ENTRIES SUPPLIED:
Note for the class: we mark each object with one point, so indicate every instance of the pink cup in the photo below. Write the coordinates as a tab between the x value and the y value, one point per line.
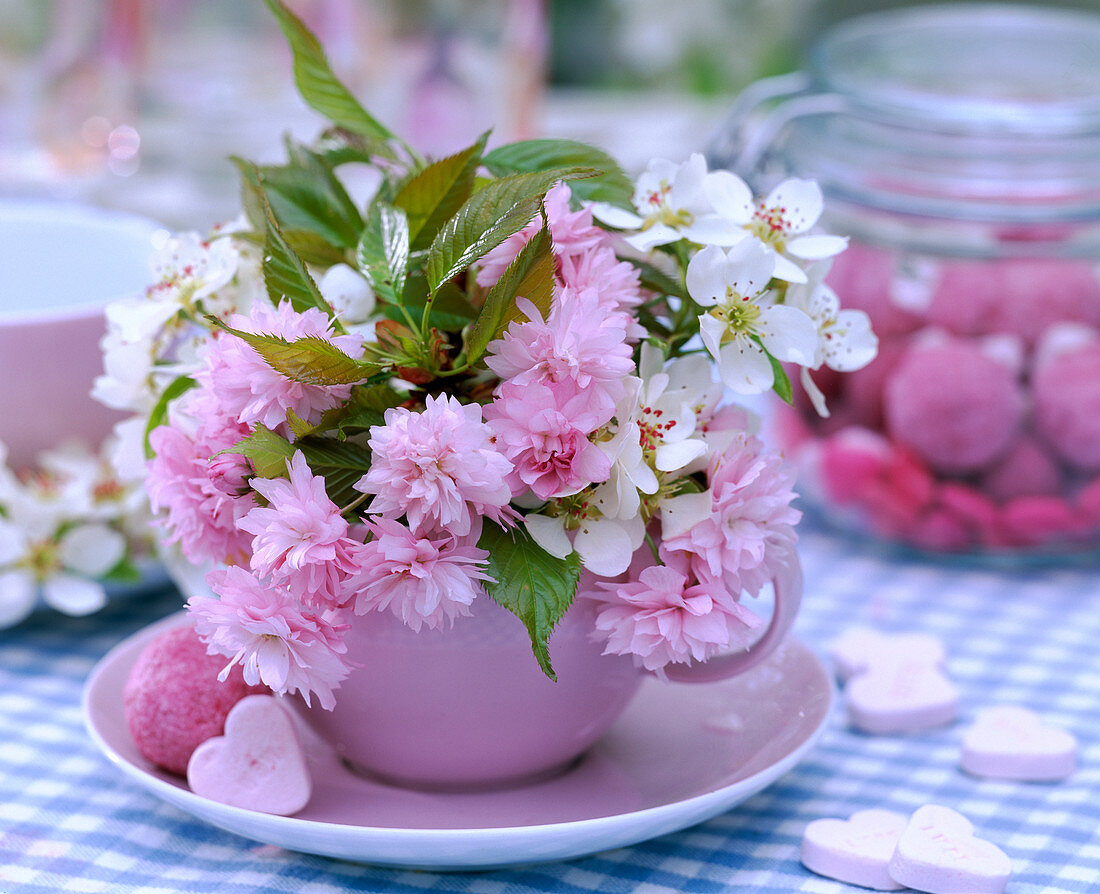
469	707
59	264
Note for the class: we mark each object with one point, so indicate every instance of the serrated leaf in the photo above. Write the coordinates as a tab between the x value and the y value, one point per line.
383	252
160	414
266	451
437	191
534	585
493	213
310	360
285	274
319	87
609	185
531	276
450	309
340	463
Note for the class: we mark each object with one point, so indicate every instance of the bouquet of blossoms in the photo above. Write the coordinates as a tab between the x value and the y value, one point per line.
492	378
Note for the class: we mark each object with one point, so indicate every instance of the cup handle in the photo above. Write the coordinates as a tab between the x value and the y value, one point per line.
788	584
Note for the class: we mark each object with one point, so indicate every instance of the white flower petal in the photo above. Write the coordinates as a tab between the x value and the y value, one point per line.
849	343
711	330
74	595
706	276
745	367
816	247
789	334
788	271
671	456
802	203
616	217
814	393
550	534
713	230
729	196
749	267
658	234
18	596
604	547
680	514
91	549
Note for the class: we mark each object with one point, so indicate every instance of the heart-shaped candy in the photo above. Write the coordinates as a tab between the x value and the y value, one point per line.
257	764
859	649
855	850
902	696
938	852
1010	742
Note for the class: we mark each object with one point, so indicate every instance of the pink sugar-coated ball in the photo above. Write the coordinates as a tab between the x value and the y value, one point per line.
966	297
1066	390
862	277
956	408
1025	471
173	701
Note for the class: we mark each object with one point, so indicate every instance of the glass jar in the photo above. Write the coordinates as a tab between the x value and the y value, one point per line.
959	147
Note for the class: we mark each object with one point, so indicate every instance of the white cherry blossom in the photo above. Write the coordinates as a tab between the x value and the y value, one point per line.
671	205
744	316
845	339
781	221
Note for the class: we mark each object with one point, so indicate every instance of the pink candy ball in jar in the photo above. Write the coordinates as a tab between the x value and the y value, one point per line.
957	146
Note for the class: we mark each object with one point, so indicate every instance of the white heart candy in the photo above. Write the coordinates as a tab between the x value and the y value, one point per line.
856	850
901	697
257	764
1010	742
858	649
938	852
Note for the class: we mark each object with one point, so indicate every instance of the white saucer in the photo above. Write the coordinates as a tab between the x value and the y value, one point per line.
680	754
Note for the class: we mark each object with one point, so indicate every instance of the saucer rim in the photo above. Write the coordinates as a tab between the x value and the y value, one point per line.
657	819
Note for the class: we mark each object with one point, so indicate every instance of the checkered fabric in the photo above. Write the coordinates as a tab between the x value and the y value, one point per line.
70	821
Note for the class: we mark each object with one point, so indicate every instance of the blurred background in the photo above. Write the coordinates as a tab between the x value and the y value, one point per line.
136	103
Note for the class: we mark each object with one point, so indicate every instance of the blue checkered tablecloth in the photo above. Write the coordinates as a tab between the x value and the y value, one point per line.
70	821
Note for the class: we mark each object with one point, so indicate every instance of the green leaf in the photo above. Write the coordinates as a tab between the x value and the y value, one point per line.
266	451
782	384
655	279
310	360
450	309
383	253
319	86
160	414
340	463
436	192
367	408
529	276
492	214
611	185
285	274
534	585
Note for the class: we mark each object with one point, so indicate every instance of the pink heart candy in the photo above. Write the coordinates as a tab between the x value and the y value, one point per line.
1010	742
257	764
855	850
859	649
904	696
938	852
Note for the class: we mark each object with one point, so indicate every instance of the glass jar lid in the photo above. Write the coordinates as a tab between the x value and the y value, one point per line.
969	67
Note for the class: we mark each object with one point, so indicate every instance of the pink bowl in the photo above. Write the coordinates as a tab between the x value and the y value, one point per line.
59	264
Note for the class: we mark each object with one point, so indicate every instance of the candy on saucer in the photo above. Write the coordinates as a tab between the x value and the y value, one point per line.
955	406
938	852
259	764
855	850
173	701
1011	742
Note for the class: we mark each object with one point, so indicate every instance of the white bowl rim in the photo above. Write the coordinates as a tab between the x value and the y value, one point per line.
125	223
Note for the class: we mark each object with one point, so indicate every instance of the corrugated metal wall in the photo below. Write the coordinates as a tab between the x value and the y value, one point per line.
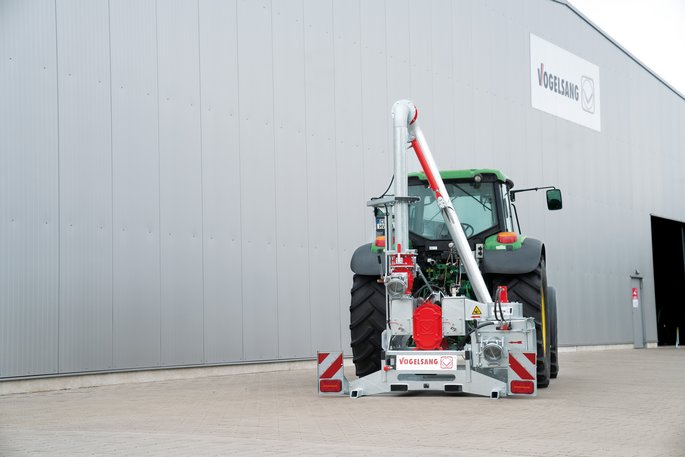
183	182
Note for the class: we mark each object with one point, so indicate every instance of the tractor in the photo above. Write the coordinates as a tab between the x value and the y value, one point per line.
449	295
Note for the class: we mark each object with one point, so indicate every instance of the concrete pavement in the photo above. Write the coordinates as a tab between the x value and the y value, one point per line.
604	403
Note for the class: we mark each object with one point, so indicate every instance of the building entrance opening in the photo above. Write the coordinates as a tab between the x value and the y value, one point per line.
668	252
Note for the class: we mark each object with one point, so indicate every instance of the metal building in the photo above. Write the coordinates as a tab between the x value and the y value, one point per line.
182	182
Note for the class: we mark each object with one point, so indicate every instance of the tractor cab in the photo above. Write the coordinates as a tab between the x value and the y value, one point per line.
480	197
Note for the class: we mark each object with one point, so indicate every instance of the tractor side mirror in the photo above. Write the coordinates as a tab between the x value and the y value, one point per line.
554	199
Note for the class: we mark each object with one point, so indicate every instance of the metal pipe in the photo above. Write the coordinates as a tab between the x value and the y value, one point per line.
444	201
403	111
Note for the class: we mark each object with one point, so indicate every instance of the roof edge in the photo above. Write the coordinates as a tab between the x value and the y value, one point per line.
575	10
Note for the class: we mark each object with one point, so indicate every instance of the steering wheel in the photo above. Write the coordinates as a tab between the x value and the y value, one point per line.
469	231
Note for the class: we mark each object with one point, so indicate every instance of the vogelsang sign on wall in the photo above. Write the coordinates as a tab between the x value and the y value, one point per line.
563	84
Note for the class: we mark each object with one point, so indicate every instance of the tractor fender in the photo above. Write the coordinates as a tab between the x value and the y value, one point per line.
366	262
518	261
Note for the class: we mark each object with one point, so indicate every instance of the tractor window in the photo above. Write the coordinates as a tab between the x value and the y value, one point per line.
474	203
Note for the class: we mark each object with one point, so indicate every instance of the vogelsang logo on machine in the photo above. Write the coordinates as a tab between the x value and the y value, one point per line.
426	362
563	84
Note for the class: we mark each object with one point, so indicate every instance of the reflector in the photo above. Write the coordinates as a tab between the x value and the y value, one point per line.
330	385
522	387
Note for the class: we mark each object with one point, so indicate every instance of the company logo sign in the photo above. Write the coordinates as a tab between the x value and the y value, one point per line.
563	84
426	363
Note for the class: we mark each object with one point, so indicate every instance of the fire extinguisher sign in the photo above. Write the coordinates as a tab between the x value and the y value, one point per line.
636	300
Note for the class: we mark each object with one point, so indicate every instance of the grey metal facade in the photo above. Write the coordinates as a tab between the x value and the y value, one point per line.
183	182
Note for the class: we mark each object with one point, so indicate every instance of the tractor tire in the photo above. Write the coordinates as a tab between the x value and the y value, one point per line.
553	348
530	290
367	322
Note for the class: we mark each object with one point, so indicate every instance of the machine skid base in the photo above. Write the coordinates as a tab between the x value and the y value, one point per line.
455	375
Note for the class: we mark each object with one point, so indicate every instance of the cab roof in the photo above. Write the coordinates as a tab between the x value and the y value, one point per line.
467	175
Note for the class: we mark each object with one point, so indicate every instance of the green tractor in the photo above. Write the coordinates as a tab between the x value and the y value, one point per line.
484	201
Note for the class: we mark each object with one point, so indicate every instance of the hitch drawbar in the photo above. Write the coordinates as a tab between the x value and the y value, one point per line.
493	347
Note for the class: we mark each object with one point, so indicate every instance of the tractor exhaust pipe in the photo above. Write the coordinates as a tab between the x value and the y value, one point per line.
406	130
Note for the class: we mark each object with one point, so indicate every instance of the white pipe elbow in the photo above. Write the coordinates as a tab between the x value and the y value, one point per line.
404	113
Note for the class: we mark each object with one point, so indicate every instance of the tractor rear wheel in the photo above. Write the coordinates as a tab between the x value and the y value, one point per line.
552	306
530	290
367	322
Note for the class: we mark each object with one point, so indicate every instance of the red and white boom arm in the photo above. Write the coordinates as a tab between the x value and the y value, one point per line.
407	131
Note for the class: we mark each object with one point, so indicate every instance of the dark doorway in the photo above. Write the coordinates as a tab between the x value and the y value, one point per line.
668	251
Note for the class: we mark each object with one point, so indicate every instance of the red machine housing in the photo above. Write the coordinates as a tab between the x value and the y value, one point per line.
428	326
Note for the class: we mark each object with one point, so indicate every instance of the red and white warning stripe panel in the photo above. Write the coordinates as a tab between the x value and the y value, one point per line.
330	373
522	373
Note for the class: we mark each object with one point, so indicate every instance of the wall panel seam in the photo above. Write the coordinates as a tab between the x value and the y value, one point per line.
202	187
59	198
111	165
275	134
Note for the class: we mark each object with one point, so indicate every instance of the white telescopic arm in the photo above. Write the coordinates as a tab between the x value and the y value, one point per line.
406	108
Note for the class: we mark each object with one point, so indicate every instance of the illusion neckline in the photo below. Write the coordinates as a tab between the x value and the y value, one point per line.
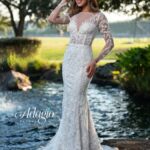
89	12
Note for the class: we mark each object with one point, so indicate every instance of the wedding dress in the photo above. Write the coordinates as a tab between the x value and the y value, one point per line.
76	130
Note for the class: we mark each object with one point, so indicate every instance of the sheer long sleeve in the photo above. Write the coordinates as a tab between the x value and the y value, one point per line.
104	28
55	16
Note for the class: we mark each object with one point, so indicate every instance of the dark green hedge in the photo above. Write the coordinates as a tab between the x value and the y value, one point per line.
135	71
19	45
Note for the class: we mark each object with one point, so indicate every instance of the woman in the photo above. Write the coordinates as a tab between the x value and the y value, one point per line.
76	130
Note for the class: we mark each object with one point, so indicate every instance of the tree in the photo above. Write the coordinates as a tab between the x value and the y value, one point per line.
35	9
4	24
140	8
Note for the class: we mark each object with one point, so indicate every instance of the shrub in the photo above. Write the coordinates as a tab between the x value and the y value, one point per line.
19	45
135	70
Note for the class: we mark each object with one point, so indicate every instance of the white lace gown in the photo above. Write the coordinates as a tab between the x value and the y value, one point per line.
76	130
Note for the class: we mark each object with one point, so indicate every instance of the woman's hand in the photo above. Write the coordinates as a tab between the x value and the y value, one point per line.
91	68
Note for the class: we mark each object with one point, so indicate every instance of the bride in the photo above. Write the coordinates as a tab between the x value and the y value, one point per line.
76	130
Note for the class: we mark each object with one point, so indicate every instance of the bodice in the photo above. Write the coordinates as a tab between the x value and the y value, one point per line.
83	28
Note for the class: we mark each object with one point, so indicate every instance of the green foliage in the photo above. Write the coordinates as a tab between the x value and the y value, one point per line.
135	70
20	46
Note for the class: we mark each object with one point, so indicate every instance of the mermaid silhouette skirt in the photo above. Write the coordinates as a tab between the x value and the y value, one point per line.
76	129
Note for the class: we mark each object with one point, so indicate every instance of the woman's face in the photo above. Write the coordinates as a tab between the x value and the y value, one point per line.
81	3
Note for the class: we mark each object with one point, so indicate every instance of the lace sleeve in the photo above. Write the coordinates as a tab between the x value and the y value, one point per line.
56	17
104	28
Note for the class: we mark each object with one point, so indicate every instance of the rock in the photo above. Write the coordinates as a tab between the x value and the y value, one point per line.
52	75
13	80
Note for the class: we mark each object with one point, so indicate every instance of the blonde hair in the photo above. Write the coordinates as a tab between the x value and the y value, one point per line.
74	9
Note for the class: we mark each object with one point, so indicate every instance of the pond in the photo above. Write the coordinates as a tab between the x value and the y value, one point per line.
29	119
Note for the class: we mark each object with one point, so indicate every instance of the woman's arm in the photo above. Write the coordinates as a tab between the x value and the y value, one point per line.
54	16
109	42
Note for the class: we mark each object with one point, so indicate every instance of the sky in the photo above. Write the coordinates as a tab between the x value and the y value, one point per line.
112	17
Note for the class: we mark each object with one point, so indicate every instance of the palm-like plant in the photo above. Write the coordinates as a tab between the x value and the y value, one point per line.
5	24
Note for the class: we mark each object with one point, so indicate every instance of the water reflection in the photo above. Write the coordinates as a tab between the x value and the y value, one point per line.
114	113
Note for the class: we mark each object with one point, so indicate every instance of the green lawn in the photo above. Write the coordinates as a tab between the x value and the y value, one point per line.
52	49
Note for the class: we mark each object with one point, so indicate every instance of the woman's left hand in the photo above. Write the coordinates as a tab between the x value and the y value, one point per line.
91	68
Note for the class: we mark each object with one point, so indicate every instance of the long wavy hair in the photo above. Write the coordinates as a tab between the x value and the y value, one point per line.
74	9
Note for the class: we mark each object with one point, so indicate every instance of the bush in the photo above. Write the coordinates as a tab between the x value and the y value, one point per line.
20	46
135	70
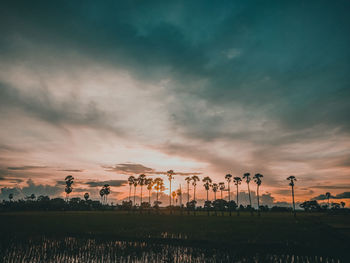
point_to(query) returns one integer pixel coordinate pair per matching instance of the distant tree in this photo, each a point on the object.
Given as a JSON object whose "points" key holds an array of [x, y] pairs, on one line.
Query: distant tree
{"points": [[310, 206], [69, 182], [173, 195], [247, 178], [141, 180], [170, 175], [149, 183], [195, 179], [257, 179], [292, 179], [86, 196], [215, 188], [237, 181], [10, 197], [228, 178], [102, 193], [107, 191], [131, 180], [207, 183], [188, 181], [159, 187], [135, 185], [328, 195]]}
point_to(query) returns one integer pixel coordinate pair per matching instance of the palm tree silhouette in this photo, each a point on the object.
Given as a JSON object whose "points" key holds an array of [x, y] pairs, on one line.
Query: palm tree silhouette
{"points": [[195, 179], [170, 175], [188, 180], [215, 188], [222, 188], [141, 180], [86, 196], [292, 179], [102, 193], [207, 183], [328, 195], [237, 181], [69, 182], [247, 178], [107, 191], [135, 185], [228, 178], [149, 183], [179, 194], [131, 181], [159, 187], [257, 179]]}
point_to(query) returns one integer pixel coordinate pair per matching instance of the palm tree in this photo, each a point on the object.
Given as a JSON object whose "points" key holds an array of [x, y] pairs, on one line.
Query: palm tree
{"points": [[135, 185], [215, 188], [102, 193], [107, 191], [86, 196], [247, 178], [131, 180], [195, 179], [222, 188], [179, 194], [328, 195], [141, 180], [257, 179], [292, 179], [237, 181], [159, 187], [228, 178], [207, 183], [149, 183], [188, 180], [170, 175], [69, 182]]}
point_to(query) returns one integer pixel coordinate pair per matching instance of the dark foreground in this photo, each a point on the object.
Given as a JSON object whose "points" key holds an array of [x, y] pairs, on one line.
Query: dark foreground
{"points": [[122, 237]]}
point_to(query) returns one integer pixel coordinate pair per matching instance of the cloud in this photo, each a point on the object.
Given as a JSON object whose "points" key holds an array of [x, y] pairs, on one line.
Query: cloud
{"points": [[344, 195], [72, 170], [128, 168], [26, 167], [115, 183]]}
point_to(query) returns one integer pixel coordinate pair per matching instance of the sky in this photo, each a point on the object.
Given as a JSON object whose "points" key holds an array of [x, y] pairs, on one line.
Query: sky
{"points": [[105, 90]]}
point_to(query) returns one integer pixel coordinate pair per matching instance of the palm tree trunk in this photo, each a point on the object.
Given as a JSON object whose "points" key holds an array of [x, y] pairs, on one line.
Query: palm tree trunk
{"points": [[237, 202], [188, 197], [207, 203], [250, 201], [257, 191], [229, 198], [135, 196], [293, 201], [129, 193]]}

WORK REQUIRED: Rewrite the rows from the line containing "the dark foreground" through the last row, inclusive, changing "coordinate pair" to "coordinate tuple" and leaving everything else in those lines unchanged.

FINISHED TASK:
point_to(query) returns one integer pixel coordinate tuple per matching instance of the dark foreground in this photo, each a point on the object.
Given as a JSON object whose "points" key holds an array of [x, y] pairs, on one line.
Query: dark foreground
{"points": [[122, 237]]}
point_to(query) returns one integer pixel coordinate tuple per matching instance of the cloud in this photo, each a point on the object.
Given as a JSON object whose "points" key holds an array of [x, y] pairs, on one line.
Query: cloud
{"points": [[344, 195], [72, 170], [128, 168], [26, 167], [115, 183]]}
point_to(query) returns one integer pixel coordinate tuple per matching instance of the sky in this photo, each a point on the object.
Given as a JSON object whose "points" key holds an array of [x, y] pairs, on one line.
Query: sky
{"points": [[105, 90]]}
point_to(query) returns one integer pixel coordinate tuple per matching instance of the palm tree trunk in this photo, each a point on the object.
Given as a JSON object whose "points" key holds an array of [x, y] pairs, on one line.
Query: palm tree trunk
{"points": [[237, 202], [188, 197], [207, 203], [250, 201], [257, 191], [229, 198], [135, 196], [293, 201], [129, 193]]}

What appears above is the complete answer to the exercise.